=== Stated task ===
Give as a numbered list, with blank lines omitted, the lines from the one containing "Could you mark the region of every instance of the green" through the one containing "Now the green", inclusive.

=== Items ===
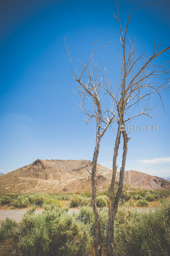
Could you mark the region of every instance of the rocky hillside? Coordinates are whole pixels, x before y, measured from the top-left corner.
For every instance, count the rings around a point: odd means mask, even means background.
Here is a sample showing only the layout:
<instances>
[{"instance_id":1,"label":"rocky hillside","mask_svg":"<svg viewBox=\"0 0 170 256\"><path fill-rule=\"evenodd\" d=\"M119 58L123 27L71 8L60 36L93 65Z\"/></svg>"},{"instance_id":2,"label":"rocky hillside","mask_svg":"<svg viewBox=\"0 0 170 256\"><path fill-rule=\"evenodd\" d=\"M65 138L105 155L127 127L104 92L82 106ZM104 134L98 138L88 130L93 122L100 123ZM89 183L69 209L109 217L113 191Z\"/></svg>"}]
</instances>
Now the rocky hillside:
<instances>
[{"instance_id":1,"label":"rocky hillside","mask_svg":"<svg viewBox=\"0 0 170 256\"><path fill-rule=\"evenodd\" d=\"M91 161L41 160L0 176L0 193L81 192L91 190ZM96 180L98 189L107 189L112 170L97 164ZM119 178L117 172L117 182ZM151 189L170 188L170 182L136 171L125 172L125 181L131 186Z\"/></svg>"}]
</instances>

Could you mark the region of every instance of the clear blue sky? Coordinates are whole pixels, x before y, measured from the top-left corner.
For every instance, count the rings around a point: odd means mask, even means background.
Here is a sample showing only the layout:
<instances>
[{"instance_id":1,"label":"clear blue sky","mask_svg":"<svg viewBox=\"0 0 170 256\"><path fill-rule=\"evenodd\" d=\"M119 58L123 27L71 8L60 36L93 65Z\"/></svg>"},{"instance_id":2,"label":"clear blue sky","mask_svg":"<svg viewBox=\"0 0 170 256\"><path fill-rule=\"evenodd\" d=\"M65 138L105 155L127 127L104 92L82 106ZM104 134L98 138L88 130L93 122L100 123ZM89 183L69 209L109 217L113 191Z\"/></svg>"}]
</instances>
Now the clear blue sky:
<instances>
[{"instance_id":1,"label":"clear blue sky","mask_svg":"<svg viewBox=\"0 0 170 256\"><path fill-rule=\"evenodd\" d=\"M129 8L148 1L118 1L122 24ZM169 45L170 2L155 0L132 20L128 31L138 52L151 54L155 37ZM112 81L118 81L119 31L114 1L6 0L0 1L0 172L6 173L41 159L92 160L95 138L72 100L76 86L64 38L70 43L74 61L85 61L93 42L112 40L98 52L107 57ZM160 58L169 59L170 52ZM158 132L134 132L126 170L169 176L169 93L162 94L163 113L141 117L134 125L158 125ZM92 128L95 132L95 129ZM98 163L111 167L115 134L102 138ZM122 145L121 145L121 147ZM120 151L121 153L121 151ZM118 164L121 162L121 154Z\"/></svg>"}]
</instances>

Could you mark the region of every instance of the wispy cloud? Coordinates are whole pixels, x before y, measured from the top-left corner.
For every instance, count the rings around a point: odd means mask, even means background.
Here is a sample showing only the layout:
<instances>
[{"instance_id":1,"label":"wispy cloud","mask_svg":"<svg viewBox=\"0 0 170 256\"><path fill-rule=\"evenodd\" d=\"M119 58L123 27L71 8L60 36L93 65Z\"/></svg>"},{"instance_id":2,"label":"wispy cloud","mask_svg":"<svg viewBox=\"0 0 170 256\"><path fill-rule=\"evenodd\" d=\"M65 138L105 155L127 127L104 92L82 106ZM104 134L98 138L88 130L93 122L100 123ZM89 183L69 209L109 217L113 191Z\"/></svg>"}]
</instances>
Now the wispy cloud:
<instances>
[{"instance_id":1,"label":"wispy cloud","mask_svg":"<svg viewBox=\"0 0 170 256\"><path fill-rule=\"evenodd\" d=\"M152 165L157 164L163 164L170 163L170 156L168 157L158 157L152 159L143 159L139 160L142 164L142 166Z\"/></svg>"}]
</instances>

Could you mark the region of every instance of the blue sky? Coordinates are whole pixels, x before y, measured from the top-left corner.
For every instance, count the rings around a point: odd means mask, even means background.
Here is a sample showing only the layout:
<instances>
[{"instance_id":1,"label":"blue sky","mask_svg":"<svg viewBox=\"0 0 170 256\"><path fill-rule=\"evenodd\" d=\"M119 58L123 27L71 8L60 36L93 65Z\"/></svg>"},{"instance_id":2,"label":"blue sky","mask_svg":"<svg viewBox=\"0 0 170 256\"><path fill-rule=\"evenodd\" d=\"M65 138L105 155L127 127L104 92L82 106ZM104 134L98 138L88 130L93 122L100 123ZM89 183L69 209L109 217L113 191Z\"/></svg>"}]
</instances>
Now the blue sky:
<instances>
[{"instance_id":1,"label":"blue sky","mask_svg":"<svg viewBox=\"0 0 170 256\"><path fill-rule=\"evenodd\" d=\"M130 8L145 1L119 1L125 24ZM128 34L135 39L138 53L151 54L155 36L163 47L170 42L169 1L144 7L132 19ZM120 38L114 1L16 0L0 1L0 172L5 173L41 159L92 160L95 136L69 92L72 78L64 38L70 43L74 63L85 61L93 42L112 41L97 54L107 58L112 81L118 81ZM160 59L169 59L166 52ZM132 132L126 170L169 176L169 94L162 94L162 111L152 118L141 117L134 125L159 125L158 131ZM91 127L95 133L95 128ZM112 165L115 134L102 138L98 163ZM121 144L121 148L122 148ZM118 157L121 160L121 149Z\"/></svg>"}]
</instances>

* * *

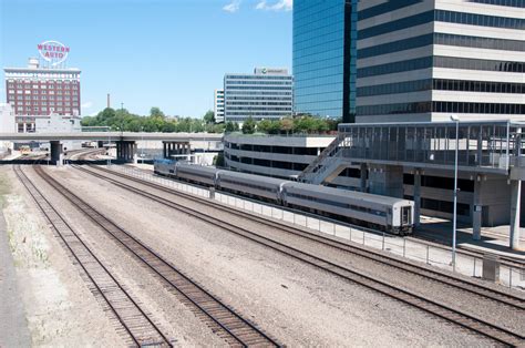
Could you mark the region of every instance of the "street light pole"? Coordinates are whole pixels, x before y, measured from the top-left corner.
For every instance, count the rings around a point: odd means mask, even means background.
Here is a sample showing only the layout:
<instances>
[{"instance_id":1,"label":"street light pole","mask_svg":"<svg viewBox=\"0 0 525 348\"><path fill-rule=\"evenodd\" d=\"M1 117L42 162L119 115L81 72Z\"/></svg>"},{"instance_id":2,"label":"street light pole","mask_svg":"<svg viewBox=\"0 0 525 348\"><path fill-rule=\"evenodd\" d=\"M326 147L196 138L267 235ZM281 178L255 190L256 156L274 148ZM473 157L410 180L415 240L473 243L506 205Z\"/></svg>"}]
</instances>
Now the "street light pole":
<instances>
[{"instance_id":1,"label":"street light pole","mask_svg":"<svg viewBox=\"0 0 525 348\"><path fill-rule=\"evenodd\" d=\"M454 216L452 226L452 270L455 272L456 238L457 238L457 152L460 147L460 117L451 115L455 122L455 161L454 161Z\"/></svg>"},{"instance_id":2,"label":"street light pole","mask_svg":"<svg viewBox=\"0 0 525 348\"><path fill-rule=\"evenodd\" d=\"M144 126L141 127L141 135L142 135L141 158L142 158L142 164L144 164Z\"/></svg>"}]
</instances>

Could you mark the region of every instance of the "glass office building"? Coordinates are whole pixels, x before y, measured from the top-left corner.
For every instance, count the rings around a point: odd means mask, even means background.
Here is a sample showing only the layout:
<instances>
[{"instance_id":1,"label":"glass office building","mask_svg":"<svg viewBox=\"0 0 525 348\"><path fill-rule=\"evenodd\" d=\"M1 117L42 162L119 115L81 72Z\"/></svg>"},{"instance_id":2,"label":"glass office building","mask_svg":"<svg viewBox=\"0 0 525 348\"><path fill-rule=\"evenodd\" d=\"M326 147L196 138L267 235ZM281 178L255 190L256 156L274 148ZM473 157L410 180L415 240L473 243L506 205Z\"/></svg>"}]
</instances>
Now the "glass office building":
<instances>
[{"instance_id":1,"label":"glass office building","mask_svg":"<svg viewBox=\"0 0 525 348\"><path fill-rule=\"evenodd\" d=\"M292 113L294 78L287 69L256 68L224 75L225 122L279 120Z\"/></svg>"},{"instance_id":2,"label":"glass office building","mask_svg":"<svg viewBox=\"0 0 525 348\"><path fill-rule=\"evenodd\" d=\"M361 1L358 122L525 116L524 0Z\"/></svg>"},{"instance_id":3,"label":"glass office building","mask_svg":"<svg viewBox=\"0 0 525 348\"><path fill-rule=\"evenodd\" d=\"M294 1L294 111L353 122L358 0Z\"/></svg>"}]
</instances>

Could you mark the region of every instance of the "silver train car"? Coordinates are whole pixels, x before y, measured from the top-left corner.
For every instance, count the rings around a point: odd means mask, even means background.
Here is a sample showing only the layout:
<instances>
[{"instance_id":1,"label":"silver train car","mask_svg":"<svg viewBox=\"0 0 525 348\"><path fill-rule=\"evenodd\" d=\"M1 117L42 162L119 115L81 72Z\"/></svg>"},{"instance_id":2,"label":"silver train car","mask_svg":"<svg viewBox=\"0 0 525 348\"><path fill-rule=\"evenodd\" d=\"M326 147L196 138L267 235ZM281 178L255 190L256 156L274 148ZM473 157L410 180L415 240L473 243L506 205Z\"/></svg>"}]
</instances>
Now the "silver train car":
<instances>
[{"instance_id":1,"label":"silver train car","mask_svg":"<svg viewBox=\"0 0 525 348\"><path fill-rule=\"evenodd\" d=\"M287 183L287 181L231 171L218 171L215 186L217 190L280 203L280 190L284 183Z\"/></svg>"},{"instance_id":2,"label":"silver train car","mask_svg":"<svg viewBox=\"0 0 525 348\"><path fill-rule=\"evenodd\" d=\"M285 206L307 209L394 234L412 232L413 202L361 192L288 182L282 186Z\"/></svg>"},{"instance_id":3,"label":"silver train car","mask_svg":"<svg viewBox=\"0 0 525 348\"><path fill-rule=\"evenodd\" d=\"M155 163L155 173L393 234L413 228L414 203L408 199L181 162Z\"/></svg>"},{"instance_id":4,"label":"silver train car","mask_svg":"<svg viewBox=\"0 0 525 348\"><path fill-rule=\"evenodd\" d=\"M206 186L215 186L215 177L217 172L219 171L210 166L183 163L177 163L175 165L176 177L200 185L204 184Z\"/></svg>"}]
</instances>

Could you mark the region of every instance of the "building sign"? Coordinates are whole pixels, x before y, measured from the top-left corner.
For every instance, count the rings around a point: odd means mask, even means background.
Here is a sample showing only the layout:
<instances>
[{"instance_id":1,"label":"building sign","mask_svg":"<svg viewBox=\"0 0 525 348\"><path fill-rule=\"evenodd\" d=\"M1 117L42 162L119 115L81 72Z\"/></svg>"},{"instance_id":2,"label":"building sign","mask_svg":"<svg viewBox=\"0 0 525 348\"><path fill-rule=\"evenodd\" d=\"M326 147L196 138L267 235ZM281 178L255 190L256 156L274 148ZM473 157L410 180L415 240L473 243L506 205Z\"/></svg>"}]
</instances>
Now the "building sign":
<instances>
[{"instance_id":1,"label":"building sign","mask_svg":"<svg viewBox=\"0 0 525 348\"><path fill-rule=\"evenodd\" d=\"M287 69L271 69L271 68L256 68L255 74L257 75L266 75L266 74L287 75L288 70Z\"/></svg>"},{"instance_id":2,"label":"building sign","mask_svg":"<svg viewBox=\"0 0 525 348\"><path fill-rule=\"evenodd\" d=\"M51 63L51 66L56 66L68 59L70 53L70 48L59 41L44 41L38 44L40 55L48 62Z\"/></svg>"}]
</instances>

--

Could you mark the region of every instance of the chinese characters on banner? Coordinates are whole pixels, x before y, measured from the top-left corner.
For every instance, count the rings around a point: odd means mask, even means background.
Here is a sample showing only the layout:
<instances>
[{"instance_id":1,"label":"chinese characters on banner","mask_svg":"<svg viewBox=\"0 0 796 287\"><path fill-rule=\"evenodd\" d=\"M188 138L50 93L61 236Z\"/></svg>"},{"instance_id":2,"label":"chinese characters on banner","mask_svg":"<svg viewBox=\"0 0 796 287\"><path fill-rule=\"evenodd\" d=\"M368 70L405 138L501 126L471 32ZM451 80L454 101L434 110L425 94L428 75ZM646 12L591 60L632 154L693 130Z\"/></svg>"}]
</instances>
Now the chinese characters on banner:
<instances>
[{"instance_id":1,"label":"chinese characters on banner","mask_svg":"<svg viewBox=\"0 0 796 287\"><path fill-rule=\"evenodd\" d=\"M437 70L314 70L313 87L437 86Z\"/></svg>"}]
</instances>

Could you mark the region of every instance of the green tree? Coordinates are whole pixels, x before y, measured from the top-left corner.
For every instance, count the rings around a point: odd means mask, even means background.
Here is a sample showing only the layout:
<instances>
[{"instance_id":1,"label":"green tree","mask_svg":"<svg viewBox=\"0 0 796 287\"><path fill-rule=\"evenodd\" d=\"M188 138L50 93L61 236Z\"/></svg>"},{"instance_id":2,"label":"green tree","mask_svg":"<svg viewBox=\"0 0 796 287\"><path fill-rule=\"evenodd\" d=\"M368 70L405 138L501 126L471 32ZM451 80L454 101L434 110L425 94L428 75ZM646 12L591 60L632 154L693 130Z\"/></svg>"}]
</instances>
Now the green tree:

=== Solved problem ===
1. Could you mark the region of every instance of the green tree? Coordinates are whole pixels, x before y, measured from the top-left corner.
2. For every instance, count the rings around a point: odd means mask, even means background.
3. Here is a sample showing only the layout:
4. <instances>
5. [{"instance_id":1,"label":"green tree","mask_svg":"<svg viewBox=\"0 0 796 287\"><path fill-rule=\"evenodd\" d=\"M188 138L50 93L61 236Z\"/></svg>"},{"instance_id":2,"label":"green tree","mask_svg":"<svg viewBox=\"0 0 796 287\"><path fill-rule=\"evenodd\" d=\"M368 70L405 138L501 126L471 32ZM451 80L454 101L434 110L425 94L428 75ZM646 12L591 60L632 154L693 130Z\"/></svg>"}]
6. </instances>
7. Now the green tree:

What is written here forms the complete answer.